Short problem
Present the lines below as a numbered list, leaving out any blank lines.
━━━━━ Data rows
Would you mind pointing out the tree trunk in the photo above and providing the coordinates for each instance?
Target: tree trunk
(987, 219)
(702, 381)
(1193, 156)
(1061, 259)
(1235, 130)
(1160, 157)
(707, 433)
━━━━━━━━━━
Worked answer
1. Would you mind pointing out the tree trunk in the photo above and providing the coordinates for each instance?
2. Target: tree trunk
3. (987, 219)
4. (702, 381)
5. (1193, 156)
6. (1061, 259)
7. (1235, 130)
8. (1160, 157)
9. (707, 433)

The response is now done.